• [Assignment]
Exactly the lines from the one holding "Can you find the tree" to the end of the listing, both ends included, make up the expected answer.

------

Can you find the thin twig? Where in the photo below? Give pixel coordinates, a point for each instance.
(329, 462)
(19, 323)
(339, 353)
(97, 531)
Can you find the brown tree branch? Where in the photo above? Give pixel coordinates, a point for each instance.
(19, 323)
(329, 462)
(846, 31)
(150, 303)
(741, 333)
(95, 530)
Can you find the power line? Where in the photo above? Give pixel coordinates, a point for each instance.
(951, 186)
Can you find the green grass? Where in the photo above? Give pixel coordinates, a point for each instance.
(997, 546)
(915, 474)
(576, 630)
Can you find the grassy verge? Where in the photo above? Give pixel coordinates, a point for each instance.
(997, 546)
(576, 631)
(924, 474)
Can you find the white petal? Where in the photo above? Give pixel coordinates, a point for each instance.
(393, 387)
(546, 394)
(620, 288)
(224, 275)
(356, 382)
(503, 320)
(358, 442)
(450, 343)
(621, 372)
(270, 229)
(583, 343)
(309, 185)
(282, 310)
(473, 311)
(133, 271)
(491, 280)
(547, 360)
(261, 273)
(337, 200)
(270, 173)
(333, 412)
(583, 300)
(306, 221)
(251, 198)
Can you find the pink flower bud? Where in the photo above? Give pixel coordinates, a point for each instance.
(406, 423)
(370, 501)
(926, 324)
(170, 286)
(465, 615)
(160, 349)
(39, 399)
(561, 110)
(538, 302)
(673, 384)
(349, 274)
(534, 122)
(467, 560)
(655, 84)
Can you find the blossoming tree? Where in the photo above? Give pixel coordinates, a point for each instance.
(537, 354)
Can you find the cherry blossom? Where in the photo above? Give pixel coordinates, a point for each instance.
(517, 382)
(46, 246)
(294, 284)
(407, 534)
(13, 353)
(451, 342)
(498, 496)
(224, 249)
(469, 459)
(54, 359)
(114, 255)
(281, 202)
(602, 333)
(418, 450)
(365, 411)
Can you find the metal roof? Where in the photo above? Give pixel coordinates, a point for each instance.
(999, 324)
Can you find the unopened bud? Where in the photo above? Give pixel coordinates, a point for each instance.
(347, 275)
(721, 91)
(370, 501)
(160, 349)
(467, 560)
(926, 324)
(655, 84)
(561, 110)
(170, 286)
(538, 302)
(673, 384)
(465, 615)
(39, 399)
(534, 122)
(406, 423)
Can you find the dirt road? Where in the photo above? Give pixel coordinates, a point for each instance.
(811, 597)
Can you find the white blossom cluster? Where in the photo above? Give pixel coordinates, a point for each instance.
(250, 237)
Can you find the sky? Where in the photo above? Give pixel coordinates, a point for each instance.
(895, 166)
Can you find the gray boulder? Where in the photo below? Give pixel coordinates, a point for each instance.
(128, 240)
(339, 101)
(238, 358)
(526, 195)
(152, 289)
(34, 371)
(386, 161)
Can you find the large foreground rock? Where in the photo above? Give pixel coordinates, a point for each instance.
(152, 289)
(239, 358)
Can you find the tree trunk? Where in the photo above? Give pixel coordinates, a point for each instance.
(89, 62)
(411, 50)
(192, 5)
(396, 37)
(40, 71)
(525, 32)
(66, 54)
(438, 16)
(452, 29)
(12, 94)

------

• [Result for this task]
Can you find the tree trunk? Where in the photo above? Give pixel coordinates, a point for each instance.
(89, 62)
(411, 50)
(192, 5)
(396, 37)
(40, 71)
(525, 32)
(66, 54)
(438, 16)
(452, 29)
(12, 94)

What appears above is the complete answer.